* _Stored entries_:
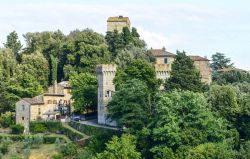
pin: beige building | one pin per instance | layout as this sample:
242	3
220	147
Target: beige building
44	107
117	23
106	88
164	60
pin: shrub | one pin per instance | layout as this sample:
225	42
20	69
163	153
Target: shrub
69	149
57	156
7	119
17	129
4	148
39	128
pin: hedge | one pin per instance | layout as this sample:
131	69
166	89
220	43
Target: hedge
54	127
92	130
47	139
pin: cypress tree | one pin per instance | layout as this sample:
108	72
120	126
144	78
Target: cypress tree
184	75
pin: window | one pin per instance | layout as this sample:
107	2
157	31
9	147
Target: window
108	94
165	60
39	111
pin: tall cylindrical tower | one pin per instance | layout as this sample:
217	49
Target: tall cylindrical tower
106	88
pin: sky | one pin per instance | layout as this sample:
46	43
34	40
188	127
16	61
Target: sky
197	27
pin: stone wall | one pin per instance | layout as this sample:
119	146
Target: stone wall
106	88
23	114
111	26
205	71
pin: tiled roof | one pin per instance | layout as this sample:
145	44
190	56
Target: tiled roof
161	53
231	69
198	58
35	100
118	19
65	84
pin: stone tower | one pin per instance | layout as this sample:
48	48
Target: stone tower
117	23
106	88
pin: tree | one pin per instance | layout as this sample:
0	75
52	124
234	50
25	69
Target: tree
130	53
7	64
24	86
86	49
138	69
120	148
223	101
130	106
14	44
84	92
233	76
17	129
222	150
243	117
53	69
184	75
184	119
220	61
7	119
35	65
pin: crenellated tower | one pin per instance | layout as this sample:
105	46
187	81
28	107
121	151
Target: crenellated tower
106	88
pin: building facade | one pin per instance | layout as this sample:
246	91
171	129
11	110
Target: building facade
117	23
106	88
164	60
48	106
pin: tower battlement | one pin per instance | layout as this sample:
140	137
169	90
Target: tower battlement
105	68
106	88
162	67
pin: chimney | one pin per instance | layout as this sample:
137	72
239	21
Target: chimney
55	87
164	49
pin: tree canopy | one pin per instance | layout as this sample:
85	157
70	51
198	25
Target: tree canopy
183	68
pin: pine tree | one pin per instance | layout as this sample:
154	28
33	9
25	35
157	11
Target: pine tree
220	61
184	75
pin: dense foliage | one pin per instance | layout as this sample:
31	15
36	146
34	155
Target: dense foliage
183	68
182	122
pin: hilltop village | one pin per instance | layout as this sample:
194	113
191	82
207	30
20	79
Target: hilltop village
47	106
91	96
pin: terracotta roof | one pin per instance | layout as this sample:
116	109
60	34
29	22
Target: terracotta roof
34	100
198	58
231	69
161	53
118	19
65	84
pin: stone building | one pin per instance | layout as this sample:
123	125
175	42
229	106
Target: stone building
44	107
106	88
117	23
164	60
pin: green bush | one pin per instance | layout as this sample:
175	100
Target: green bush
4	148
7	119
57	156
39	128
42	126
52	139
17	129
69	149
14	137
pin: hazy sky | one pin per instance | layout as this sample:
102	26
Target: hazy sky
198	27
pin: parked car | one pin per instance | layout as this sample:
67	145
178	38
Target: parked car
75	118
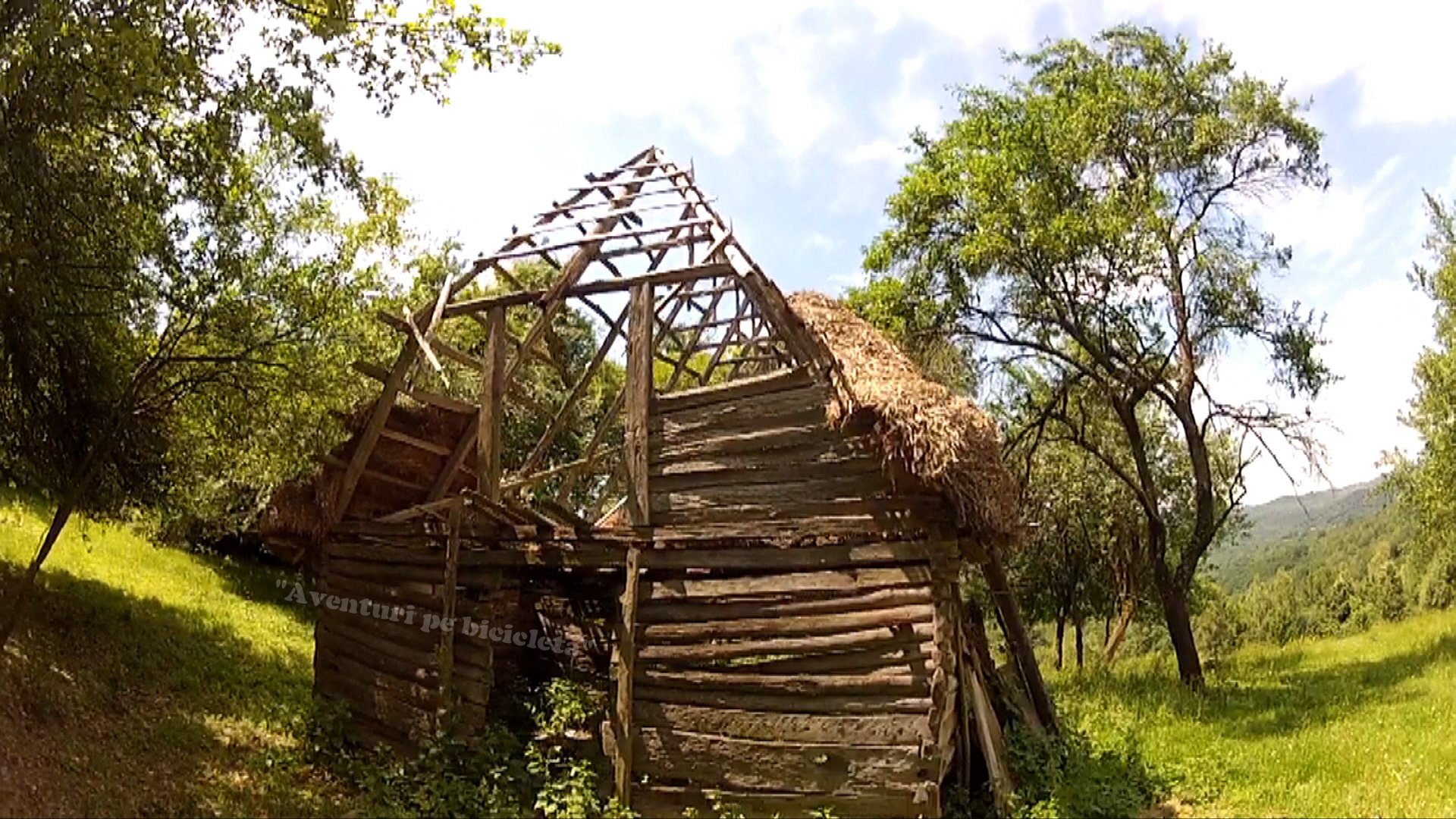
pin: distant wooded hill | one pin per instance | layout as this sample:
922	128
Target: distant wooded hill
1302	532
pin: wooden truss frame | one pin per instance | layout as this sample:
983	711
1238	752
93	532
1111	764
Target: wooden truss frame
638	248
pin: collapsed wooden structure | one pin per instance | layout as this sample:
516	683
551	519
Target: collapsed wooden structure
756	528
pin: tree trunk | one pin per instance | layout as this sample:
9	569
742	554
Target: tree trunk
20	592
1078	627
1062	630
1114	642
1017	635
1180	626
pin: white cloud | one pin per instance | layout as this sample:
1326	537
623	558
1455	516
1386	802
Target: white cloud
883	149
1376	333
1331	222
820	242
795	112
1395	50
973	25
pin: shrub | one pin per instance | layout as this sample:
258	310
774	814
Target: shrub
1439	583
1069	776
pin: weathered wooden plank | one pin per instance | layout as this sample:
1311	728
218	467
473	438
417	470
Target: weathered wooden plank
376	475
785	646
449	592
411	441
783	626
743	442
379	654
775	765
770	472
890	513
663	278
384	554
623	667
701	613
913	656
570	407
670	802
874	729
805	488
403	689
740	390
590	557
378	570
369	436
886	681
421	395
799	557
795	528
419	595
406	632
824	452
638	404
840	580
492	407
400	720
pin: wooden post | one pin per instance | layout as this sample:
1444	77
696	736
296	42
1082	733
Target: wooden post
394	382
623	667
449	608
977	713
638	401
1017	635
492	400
...
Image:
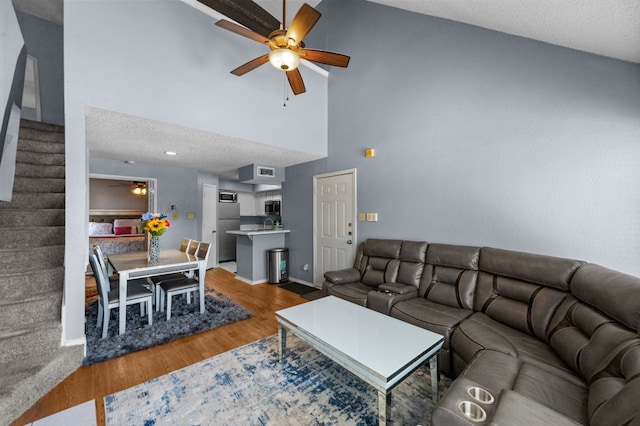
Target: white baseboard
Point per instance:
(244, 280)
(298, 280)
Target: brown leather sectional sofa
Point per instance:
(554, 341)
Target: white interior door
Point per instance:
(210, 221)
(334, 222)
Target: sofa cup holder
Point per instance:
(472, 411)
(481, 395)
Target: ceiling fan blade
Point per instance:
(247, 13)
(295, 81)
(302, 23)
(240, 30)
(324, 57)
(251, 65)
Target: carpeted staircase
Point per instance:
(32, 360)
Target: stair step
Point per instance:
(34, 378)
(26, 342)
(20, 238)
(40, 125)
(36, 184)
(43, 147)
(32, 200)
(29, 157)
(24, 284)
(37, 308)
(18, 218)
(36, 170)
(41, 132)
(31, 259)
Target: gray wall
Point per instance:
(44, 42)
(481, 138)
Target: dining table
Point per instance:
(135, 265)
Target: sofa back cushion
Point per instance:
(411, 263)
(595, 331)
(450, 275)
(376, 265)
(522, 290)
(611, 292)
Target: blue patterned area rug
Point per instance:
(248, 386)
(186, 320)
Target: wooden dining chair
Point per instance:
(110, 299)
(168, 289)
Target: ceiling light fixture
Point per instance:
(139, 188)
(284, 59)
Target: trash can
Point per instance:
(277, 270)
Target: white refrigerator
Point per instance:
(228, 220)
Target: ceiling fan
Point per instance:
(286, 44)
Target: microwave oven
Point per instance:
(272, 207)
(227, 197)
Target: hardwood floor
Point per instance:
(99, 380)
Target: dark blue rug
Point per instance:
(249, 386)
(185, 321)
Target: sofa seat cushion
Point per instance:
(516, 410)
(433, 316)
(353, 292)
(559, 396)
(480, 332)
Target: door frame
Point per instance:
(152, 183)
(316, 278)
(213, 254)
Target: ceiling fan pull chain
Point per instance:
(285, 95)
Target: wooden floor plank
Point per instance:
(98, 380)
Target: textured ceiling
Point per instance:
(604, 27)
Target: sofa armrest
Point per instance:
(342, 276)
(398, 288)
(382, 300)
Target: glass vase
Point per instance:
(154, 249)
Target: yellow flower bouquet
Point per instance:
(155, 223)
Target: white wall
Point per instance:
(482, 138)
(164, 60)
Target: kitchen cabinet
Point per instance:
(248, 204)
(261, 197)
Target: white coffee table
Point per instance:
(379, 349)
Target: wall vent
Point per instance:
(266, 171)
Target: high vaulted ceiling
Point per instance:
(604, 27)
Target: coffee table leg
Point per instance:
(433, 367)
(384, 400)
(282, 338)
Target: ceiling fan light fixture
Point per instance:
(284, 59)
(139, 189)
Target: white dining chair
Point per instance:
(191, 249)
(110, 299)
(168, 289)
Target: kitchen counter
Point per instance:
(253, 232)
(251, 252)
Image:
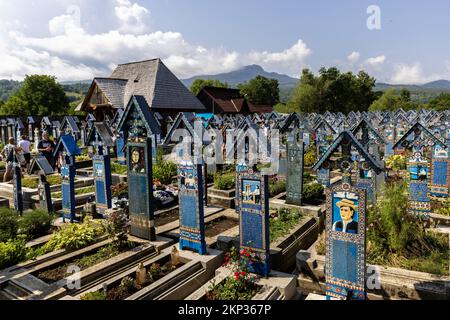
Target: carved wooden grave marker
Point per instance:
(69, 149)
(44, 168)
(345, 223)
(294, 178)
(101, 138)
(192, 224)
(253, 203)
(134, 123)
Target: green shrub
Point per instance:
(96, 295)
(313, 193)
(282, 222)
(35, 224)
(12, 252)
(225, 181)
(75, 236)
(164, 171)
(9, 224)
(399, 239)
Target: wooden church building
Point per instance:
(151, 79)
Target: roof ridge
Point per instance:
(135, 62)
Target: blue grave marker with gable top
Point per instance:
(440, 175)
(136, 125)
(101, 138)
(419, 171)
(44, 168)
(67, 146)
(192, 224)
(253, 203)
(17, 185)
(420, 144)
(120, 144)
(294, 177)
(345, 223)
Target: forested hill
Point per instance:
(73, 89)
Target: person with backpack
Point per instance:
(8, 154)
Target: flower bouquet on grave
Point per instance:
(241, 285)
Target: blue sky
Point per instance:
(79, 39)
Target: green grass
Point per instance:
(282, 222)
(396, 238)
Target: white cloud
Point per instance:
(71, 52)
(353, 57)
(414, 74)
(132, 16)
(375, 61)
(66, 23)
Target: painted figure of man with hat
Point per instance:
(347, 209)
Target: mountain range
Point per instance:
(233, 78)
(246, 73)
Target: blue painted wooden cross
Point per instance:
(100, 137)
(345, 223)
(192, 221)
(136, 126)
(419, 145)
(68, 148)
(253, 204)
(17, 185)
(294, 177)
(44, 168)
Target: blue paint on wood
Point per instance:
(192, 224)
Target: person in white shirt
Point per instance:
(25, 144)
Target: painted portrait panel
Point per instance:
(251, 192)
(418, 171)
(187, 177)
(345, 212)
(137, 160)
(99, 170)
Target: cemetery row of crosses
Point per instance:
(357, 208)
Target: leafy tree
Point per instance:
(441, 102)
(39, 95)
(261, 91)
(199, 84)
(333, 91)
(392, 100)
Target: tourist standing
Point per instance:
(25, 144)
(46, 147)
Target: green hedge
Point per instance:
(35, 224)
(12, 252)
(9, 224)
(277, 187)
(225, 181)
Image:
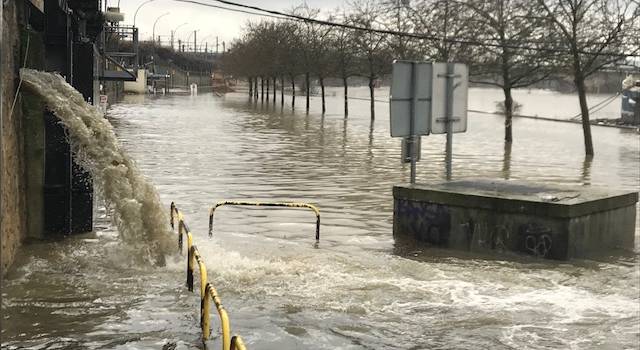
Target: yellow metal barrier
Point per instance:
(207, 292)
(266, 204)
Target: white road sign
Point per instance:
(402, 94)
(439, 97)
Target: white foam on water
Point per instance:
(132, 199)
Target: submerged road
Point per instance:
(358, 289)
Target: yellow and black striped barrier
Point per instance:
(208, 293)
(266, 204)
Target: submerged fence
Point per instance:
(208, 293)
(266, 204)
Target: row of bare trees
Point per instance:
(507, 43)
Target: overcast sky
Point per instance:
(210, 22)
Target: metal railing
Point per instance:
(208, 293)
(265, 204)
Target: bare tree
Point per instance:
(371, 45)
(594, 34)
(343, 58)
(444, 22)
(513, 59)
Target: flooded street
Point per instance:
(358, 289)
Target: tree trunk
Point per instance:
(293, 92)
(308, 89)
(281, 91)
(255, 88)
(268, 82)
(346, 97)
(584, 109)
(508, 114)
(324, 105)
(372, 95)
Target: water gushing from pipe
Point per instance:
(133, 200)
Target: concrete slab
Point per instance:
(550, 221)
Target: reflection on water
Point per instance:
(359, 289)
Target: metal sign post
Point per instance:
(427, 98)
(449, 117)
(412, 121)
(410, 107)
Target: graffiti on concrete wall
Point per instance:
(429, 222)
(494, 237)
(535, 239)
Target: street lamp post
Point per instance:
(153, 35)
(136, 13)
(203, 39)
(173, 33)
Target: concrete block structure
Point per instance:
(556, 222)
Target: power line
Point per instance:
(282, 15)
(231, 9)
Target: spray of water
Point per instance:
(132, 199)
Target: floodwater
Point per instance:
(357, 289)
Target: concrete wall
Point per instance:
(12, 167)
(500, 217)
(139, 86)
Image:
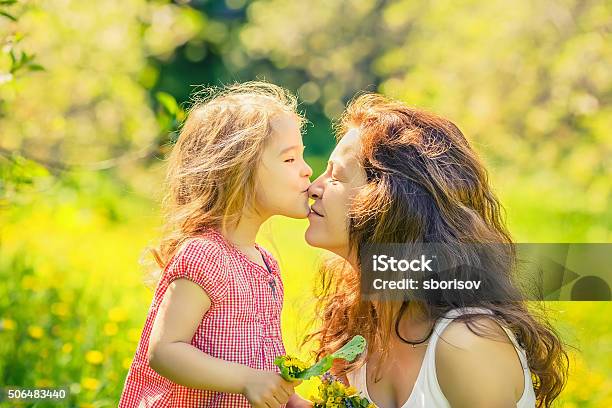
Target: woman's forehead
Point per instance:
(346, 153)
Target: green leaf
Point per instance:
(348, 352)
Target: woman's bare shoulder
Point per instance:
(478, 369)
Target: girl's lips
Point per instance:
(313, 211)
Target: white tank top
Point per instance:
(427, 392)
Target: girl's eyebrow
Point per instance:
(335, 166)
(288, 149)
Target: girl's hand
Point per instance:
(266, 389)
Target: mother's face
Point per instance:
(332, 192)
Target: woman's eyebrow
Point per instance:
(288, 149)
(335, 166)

* _EXERCISE BRIEF_:
Copy out each line of the data above, exactly, if it lies between the line holding "Target: metal railing" and the line holding "Target: spray of water", inclusive; copy no other line.

* _WRITTEN RESPONSE_:
Target: metal railing
Point per instance:
(208, 293)
(265, 204)
Target: bare tree
Point per instance:
(371, 45)
(594, 34)
(343, 58)
(444, 22)
(513, 59)
Target: flooded street
Point per instance:
(358, 289)
Target: tree trunk
Point per instance:
(293, 92)
(308, 89)
(281, 91)
(255, 88)
(268, 82)
(346, 97)
(584, 109)
(508, 114)
(324, 105)
(372, 95)
Target: water gushing from pipe
Point per instance:
(133, 200)
Target: concrete slab
Point per instance:
(550, 221)
Target: reflection on water
Point per instance:
(359, 289)
Target: metal sign post
Point per instance:
(427, 98)
(449, 117)
(412, 121)
(410, 107)
Target: graffiti on concrete wall
Point per instance:
(429, 222)
(494, 237)
(535, 239)
Target: street lamp post
Point per instance:
(153, 35)
(136, 13)
(203, 39)
(173, 33)
Target: concrete block structure
Point per instance:
(556, 222)
Target: power line
Point per instance:
(282, 15)
(231, 9)
Target: spray of water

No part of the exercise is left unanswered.